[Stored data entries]
*****

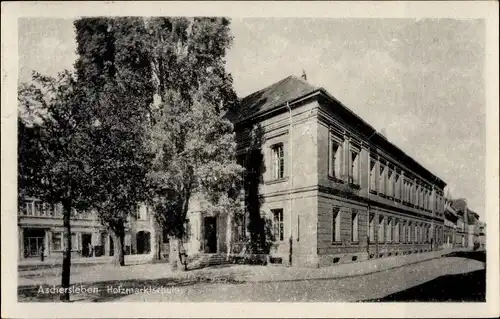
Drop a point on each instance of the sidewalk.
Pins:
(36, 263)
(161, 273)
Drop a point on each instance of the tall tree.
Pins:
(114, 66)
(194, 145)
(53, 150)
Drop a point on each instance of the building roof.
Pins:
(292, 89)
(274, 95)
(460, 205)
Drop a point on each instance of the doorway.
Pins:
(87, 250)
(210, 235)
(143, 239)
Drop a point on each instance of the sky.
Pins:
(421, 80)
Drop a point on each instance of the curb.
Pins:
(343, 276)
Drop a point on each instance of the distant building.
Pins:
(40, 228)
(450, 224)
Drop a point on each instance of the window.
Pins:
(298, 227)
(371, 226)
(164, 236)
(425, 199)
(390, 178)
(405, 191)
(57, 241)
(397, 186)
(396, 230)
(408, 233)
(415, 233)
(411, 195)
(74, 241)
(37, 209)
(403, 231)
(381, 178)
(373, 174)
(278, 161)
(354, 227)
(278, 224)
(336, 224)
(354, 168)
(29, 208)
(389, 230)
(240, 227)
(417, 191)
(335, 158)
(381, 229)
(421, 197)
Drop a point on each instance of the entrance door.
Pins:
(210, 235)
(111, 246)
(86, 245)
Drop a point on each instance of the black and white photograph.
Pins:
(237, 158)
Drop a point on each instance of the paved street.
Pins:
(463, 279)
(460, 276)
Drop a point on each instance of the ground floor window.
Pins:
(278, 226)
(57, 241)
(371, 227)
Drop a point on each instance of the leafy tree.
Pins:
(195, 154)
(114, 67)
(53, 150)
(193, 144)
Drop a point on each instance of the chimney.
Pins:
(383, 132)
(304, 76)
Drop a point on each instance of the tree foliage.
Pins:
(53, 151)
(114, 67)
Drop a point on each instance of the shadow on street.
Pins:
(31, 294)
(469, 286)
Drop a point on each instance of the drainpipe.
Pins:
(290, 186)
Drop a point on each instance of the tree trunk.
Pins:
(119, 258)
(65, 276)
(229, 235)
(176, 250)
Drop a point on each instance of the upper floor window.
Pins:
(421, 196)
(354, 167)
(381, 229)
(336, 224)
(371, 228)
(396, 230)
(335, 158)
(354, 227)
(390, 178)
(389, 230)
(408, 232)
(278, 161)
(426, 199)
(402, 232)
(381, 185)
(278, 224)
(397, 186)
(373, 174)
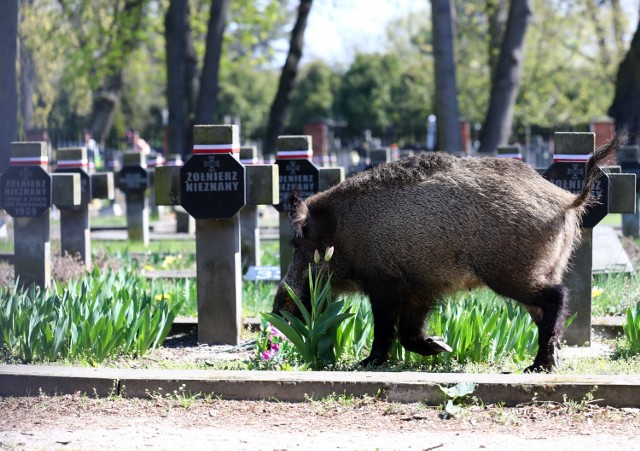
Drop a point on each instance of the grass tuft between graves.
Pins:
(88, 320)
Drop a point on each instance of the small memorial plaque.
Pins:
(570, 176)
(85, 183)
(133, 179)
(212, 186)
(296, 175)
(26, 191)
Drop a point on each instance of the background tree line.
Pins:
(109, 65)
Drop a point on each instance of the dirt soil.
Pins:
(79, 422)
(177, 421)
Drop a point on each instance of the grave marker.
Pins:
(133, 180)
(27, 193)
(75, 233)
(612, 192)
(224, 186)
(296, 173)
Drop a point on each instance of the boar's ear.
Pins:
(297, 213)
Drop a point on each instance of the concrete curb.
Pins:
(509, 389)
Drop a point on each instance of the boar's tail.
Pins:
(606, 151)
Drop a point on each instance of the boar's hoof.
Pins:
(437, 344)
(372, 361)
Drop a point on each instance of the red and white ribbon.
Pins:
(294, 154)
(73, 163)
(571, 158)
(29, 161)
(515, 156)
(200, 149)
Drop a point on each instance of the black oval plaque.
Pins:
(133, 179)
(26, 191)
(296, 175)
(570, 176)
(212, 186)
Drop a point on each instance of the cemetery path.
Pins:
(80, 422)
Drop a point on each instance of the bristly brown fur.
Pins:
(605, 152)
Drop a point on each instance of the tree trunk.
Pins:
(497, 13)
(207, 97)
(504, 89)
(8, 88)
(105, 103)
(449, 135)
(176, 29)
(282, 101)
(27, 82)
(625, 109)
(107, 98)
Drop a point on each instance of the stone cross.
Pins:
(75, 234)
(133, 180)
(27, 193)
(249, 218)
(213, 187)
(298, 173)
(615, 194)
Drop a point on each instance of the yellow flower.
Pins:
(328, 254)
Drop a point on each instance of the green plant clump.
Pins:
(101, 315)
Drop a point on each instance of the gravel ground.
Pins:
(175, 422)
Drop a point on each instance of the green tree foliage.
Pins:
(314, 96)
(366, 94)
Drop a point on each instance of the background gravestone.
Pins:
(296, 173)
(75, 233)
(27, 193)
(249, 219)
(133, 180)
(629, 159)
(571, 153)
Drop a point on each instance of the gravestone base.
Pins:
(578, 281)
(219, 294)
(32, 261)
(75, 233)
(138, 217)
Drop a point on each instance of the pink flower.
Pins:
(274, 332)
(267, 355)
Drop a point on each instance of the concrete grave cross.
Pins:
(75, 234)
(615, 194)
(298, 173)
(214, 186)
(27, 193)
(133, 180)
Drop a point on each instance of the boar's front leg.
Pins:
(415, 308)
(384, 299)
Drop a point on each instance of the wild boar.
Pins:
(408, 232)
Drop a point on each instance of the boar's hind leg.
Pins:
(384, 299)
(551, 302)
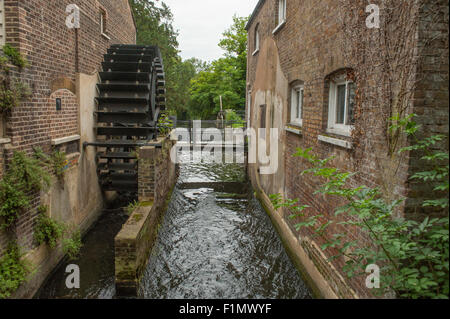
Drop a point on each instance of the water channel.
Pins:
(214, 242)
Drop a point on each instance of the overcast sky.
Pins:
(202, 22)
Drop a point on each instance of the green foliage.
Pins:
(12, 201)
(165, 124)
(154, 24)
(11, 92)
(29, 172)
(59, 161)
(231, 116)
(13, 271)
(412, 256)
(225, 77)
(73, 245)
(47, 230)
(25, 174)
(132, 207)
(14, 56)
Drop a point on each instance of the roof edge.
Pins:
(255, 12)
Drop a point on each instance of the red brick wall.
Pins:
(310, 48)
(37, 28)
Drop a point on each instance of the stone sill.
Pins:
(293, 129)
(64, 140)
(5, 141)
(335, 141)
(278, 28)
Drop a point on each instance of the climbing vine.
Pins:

*****

Please repeat the records above exactly, omitting any pictures they contain.

# Exercise solution:
Drop a point on each instance of the sidewalk.
Pins:
(36, 263)
(161, 273)
Drop a point on each instance of the tall tree.
Pins:
(114, 66)
(194, 145)
(53, 150)
Drop a point on each instance of the building roof.
Pins:
(292, 89)
(274, 95)
(460, 205)
Drop a point on each instance of the doorway.
Pins:
(87, 250)
(210, 235)
(143, 239)
Drop a point on each instance of the sky.
Pins:
(421, 80)
Drop a point on each instance of the curb.
Pins:
(343, 276)
Drop a point on each instance of the distant building.
Pins:
(40, 228)
(450, 224)
Drop a point on each instance of the window.
Pins:
(298, 227)
(371, 226)
(164, 236)
(425, 199)
(390, 178)
(405, 191)
(57, 241)
(397, 186)
(396, 230)
(408, 233)
(415, 233)
(411, 195)
(74, 241)
(37, 209)
(403, 231)
(381, 178)
(373, 174)
(278, 161)
(354, 227)
(278, 224)
(336, 224)
(354, 168)
(29, 208)
(389, 230)
(240, 227)
(417, 191)
(335, 158)
(381, 229)
(421, 197)
Drop a point on each instance of the entrance door.
Pins:
(210, 235)
(111, 246)
(86, 245)
Drop a point on each instance of the black and white photograph.
Pins:
(237, 158)
Drop a point on each instance of the paved street.
Pins:
(463, 279)
(460, 276)
Drop a point on each instance of the ground floor window.
Pins:
(278, 226)
(57, 241)
(371, 227)
Drop a point on each instance of the leafy tree.
Pins:
(195, 154)
(114, 67)
(53, 150)
(193, 144)
Drop a point on each instance of the chimney.
Pins:
(383, 132)
(304, 76)
Drop a point on each instance of the tree foliage.
Pins:
(53, 151)
(114, 67)
Drop a point on each instance of the shadow on street.
Pins:
(31, 294)
(469, 286)
Drop a point on each instance of the drainpipe.
Pins:
(290, 186)
Drop a point on each instance of the tree trunk.
Pins:
(119, 258)
(65, 276)
(229, 235)
(176, 250)
Drop a point on each instance of the upper floor window.
Pins:
(421, 196)
(354, 167)
(381, 229)
(336, 224)
(371, 228)
(396, 230)
(335, 158)
(354, 227)
(390, 178)
(389, 230)
(408, 232)
(278, 161)
(426, 199)
(402, 232)
(381, 185)
(278, 224)
(397, 186)
(373, 174)
Drop a point on each instance of the grass tuft between graves.
Pins:
(88, 320)
Drop a point on each instance of the small memorial plaque.
Pins:
(570, 176)
(85, 183)
(133, 179)
(212, 186)
(296, 175)
(26, 191)
Drop a point on each instance of the background tree line.
Pins:
(109, 65)
Drop a point on each instance of the dirt soil.
Pins:
(79, 422)
(177, 421)
Drop a point on each instance of the grave marker.
Pins:
(133, 180)
(27, 193)
(75, 233)
(612, 192)
(224, 186)
(296, 173)
Drop a point on each instance of the boar's ear.
Pins:
(297, 213)
Drop a point on each instance of the concrete curb.
Pins:
(509, 389)
Drop a point on each instance of the boar's tail.
Pins:
(606, 151)
Drop a point on each instance of the boar's hoof.
Pins:
(437, 344)
(372, 361)
Drop a point on each instance of the red and white ribbon.
Pins:
(294, 154)
(73, 163)
(571, 158)
(29, 161)
(515, 156)
(200, 149)
Drop a point on each instance of the black oval plaque.
Pins:
(133, 179)
(26, 191)
(296, 175)
(570, 176)
(212, 186)
Drop a point on each instance of the cemetery path.
Pins:
(80, 422)
Drop a point on each instance of the bristly brown fur.
Pins:
(605, 152)
Drop a point on each instance of the tree trunk.
Pins:
(497, 13)
(207, 97)
(504, 89)
(8, 88)
(105, 103)
(449, 135)
(176, 29)
(282, 101)
(27, 82)
(625, 109)
(107, 98)
Drop a point on each instance of the stone cross.
Pins:
(75, 234)
(133, 180)
(27, 193)
(249, 218)
(213, 187)
(298, 173)
(615, 194)
Drop a point on each instance of the yellow flower.
Pins:
(328, 254)
Drop a point on each instance of the green plant clump.
Pins:
(101, 315)
Drop a point on each instance of the gravel ground.
Pins:
(175, 422)
Drop a point on each instance of the green tree foliage.
Pins:
(314, 96)
(366, 94)
Drop a point on each instance of the background gravestone.
Pins:
(296, 173)
(75, 233)
(27, 193)
(249, 219)
(133, 180)
(629, 159)
(571, 153)
Drop a point on each instance of the gravestone base.
Pins:
(578, 281)
(219, 294)
(32, 261)
(75, 233)
(138, 217)
Drop a point on each instance of the pink flower.
Pins:
(274, 332)
(267, 355)
Drop a point on each instance of the concrete grave cross.
Pins:
(75, 234)
(615, 194)
(298, 173)
(214, 186)
(27, 193)
(133, 180)
Drop a point on each instance of the boar's front leg.
Pins:
(415, 308)
(384, 299)
Drop a point on each instance of the wild boar.
Pins:
(408, 232)
Drop a point on each instance of the boar's hind leg.
Pins:
(384, 299)
(551, 302)
Drop a point on each instance of the water channel.
Pins:
(214, 242)
Drop a point on each instance of the overcast sky.
Pins:
(202, 22)
Drop a point on each instance of the green foliage.
Pins:
(12, 201)
(165, 124)
(154, 24)
(11, 92)
(29, 172)
(59, 161)
(231, 116)
(13, 271)
(412, 256)
(225, 77)
(73, 245)
(47, 230)
(25, 174)
(132, 207)
(14, 56)
Drop a point on each instance of the roof edge.
Pins:
(255, 12)
Drop a point on each instance of the red brick wall.
Pins:
(310, 48)
(37, 28)
Drop a point on each instance of the stone sill.
Pins:
(293, 129)
(64, 140)
(5, 141)
(335, 141)
(278, 28)
Drop a point on each instance of the climbing vine.
Pins:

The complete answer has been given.